Contour labeling entries
════════

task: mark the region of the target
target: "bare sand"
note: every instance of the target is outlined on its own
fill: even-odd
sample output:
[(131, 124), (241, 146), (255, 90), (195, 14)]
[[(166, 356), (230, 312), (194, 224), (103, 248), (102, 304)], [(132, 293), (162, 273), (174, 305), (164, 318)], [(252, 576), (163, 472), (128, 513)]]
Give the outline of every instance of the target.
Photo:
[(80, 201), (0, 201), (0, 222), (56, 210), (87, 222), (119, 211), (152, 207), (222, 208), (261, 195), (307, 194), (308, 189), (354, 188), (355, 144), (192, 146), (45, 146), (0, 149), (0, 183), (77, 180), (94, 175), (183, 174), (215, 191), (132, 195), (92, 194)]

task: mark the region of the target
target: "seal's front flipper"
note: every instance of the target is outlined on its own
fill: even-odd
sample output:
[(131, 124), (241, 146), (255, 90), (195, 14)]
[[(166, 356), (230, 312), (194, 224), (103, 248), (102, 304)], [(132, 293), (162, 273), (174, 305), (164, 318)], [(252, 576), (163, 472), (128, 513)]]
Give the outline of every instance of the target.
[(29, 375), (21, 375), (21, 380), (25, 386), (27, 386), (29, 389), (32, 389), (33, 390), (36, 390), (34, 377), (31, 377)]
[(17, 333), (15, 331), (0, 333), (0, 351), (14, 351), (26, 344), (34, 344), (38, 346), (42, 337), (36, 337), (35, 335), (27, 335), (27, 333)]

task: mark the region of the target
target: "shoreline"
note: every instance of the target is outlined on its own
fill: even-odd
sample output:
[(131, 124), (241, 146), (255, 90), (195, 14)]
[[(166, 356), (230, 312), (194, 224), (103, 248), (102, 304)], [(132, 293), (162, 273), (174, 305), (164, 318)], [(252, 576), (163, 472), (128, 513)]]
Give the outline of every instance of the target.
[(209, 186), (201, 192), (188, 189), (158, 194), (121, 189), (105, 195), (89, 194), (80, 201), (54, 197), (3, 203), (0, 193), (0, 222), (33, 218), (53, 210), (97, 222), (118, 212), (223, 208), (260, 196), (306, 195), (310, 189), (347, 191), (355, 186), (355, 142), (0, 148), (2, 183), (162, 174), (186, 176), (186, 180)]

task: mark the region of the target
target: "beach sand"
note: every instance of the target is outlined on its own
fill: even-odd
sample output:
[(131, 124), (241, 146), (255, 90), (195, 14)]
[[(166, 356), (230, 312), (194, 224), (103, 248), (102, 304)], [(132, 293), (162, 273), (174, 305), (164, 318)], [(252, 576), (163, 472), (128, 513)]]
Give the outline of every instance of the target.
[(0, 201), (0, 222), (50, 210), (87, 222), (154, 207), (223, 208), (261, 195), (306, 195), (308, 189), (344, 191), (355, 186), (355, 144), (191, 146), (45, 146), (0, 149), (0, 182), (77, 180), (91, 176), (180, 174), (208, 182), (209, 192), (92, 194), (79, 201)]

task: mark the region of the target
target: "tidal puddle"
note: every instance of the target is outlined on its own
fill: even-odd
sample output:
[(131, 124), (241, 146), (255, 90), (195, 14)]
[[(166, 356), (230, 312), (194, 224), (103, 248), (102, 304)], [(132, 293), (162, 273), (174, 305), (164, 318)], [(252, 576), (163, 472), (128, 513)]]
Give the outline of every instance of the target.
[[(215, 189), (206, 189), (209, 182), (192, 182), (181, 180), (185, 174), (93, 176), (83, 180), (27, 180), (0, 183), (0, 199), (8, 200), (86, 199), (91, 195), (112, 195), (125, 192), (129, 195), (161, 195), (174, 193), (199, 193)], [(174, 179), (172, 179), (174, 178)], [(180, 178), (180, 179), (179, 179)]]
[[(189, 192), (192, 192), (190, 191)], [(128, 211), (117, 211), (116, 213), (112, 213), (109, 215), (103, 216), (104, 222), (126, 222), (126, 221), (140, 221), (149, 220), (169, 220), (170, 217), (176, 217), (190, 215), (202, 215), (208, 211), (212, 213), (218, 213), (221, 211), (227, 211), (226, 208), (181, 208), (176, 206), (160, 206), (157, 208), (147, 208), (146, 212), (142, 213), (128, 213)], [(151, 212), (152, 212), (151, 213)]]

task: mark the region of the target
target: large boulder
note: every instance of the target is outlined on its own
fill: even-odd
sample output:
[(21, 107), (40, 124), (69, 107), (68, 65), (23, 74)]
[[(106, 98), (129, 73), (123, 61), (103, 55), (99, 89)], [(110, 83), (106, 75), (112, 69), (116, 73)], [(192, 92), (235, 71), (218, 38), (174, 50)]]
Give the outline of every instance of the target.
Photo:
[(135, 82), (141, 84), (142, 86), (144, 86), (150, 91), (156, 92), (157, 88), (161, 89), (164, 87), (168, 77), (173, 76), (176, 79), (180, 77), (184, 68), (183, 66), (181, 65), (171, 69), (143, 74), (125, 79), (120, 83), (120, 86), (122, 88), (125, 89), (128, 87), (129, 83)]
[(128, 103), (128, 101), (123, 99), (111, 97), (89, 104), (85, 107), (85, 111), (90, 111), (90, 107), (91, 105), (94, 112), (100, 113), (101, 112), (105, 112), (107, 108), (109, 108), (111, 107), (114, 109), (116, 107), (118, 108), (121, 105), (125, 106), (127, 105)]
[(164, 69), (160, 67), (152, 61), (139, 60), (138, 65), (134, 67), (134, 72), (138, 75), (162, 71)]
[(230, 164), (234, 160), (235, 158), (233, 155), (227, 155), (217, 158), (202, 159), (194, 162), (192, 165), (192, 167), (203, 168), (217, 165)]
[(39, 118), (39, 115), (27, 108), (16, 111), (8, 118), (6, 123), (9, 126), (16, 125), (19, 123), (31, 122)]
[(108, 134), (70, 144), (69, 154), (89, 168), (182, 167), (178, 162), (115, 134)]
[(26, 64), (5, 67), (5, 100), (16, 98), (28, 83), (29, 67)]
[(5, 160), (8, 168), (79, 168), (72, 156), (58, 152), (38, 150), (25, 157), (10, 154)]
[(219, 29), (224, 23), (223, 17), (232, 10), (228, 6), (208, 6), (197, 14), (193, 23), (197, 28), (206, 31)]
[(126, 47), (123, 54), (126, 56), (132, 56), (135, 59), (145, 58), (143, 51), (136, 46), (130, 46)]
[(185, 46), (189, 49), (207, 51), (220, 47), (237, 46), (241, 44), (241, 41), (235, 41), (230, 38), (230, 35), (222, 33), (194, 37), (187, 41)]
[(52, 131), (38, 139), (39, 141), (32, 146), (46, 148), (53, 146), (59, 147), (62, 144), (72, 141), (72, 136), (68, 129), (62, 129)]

════════

What to work on: Could you copy every line of the contour labeling entries verbatim, from the first entry through the last?

Written response:
task: mark the region of the target
target: "bare sand"
note: every instance of the target is outlined on its own
fill: even-odd
sample output:
[(131, 124), (241, 146), (255, 90), (195, 14)]
[[(166, 356), (230, 312), (194, 224), (103, 248), (102, 304)], [(132, 293), (162, 273), (174, 305), (164, 318)], [(252, 576), (163, 472), (128, 513)]]
Give the outline of every instance of the target.
Photo:
[(80, 201), (0, 201), (0, 222), (56, 210), (87, 222), (119, 211), (152, 207), (222, 208), (261, 195), (307, 194), (308, 189), (354, 188), (355, 144), (192, 146), (45, 146), (0, 149), (0, 183), (77, 180), (94, 175), (183, 174), (215, 191), (132, 195), (92, 194)]

task: mark the region of the target
target: "seal's front flipper"
note: every instance of the target is outlined on its own
fill: even-odd
sample output:
[(131, 124), (241, 146), (255, 90), (195, 14)]
[[(166, 356), (230, 312), (194, 224), (103, 248), (102, 304)], [(132, 293), (162, 273), (174, 305), (164, 318)], [(252, 576), (163, 472), (128, 513)]]
Give the outline of every instance of the target.
[(29, 375), (21, 375), (21, 380), (25, 386), (27, 386), (29, 389), (32, 389), (33, 390), (36, 390), (34, 377), (31, 377)]
[(17, 333), (15, 331), (0, 333), (0, 351), (14, 351), (26, 344), (34, 344), (38, 346), (42, 337), (36, 337), (35, 335), (27, 335), (27, 333)]

task: mark the region of the target
target: "shoreline"
note: every instance of the target is outlined on its own
fill: even-odd
sample output:
[(131, 124), (241, 146), (255, 90), (195, 14)]
[[(166, 356), (230, 312), (194, 224), (103, 248), (102, 304)], [(132, 293), (162, 273), (174, 305), (164, 318)], [(252, 576), (163, 472), (128, 513)]]
Give the outline of every instance of the target.
[(209, 186), (201, 192), (188, 189), (158, 194), (121, 189), (105, 195), (89, 194), (80, 201), (54, 197), (3, 203), (0, 193), (0, 222), (33, 218), (53, 210), (97, 222), (118, 212), (223, 208), (260, 196), (306, 195), (310, 189), (347, 191), (355, 186), (355, 142), (0, 148), (2, 183), (162, 174), (186, 176), (186, 180)]

task: mark the region of the target
target: "beach sand"
note: every instance of the target is outlined on its own
fill: even-odd
sample output:
[(131, 124), (241, 146), (255, 90), (195, 14)]
[[(166, 356), (230, 312), (194, 224), (103, 248), (102, 304)], [(132, 293), (162, 273), (174, 305), (164, 318)], [(252, 576), (163, 472), (128, 513)]]
Give the outline of every instance of the target.
[(0, 201), (0, 222), (50, 210), (87, 222), (154, 207), (223, 208), (261, 195), (306, 195), (308, 189), (344, 191), (355, 186), (355, 144), (191, 146), (45, 146), (0, 149), (0, 182), (77, 180), (91, 176), (180, 174), (208, 182), (209, 192), (92, 194), (79, 201)]

task: mark the region of the target
target: "tidal puddle"
note: every instance of the target is outlined on its own
fill: even-odd
sample output:
[(131, 124), (241, 146), (255, 90), (195, 14)]
[[(166, 356), (230, 312), (194, 224), (103, 248), (102, 304)], [(132, 293), (162, 273), (174, 305), (164, 318)], [(252, 576), (163, 472), (128, 513)]]
Give the outline of every instance of the target.
[[(215, 189), (206, 189), (209, 182), (192, 182), (181, 180), (185, 174), (93, 176), (83, 180), (27, 180), (0, 183), (0, 199), (8, 200), (86, 199), (91, 195), (112, 195), (125, 192), (129, 195), (161, 195), (174, 193), (199, 193)], [(174, 179), (172, 179), (174, 178)], [(180, 178), (180, 179), (179, 179)]]
[[(189, 192), (192, 192), (190, 191)], [(128, 211), (117, 211), (116, 213), (112, 213), (109, 215), (103, 216), (104, 222), (126, 222), (126, 221), (140, 221), (149, 220), (169, 220), (170, 217), (176, 217), (190, 215), (202, 215), (208, 211), (212, 213), (218, 213), (221, 211), (227, 211), (226, 208), (181, 208), (176, 206), (160, 206), (157, 208), (147, 208), (146, 212), (142, 213), (128, 213)], [(151, 212), (152, 212), (151, 213)]]

task: mark the region of the target
target: large boulder
note: every instance of the target is outlined on its own
fill: even-odd
sample output:
[(21, 107), (40, 124), (69, 107), (68, 65), (23, 74)]
[[(106, 98), (129, 73), (123, 61), (103, 55), (99, 89)], [(110, 83), (106, 75), (112, 69), (116, 73)], [(192, 92), (235, 71), (218, 38), (174, 50)]]
Give the outline of every instance of the target.
Photo:
[(135, 82), (141, 84), (142, 86), (144, 86), (150, 91), (156, 92), (157, 88), (161, 89), (164, 87), (168, 77), (173, 76), (176, 79), (180, 77), (184, 68), (183, 66), (181, 65), (171, 69), (143, 74), (125, 79), (120, 83), (120, 86), (122, 88), (125, 89), (128, 87), (129, 83)]
[(128, 103), (128, 101), (123, 99), (111, 97), (89, 104), (85, 107), (85, 111), (90, 111), (90, 107), (91, 105), (94, 112), (100, 113), (101, 112), (105, 112), (107, 108), (109, 108), (111, 107), (114, 109), (116, 107), (118, 108), (121, 105), (125, 106), (127, 105)]
[(164, 69), (160, 67), (152, 61), (139, 60), (138, 65), (134, 67), (134, 72), (138, 75), (162, 71)]
[(230, 164), (234, 160), (235, 158), (233, 155), (227, 155), (217, 158), (202, 159), (194, 162), (192, 165), (192, 167), (203, 168), (217, 165)]
[(39, 118), (39, 115), (27, 108), (16, 111), (8, 118), (6, 123), (9, 126), (16, 125), (19, 123), (31, 122)]
[(108, 134), (70, 144), (69, 154), (89, 168), (182, 167), (178, 162), (115, 134)]
[(26, 64), (5, 67), (5, 100), (16, 98), (28, 83), (29, 67)]
[(5, 160), (8, 168), (79, 168), (72, 156), (58, 152), (38, 150), (25, 157), (10, 154)]
[(219, 29), (224, 23), (223, 17), (232, 10), (228, 6), (208, 6), (197, 14), (193, 23), (197, 28), (206, 31)]
[(126, 47), (123, 54), (126, 56), (132, 56), (135, 59), (145, 58), (143, 51), (136, 46), (130, 46)]
[(185, 46), (189, 49), (207, 51), (220, 47), (237, 46), (241, 44), (241, 41), (235, 41), (230, 38), (230, 35), (222, 33), (194, 37), (187, 41)]
[(52, 131), (38, 139), (39, 141), (32, 146), (46, 148), (53, 146), (59, 147), (62, 144), (72, 141), (72, 136), (68, 129), (62, 129)]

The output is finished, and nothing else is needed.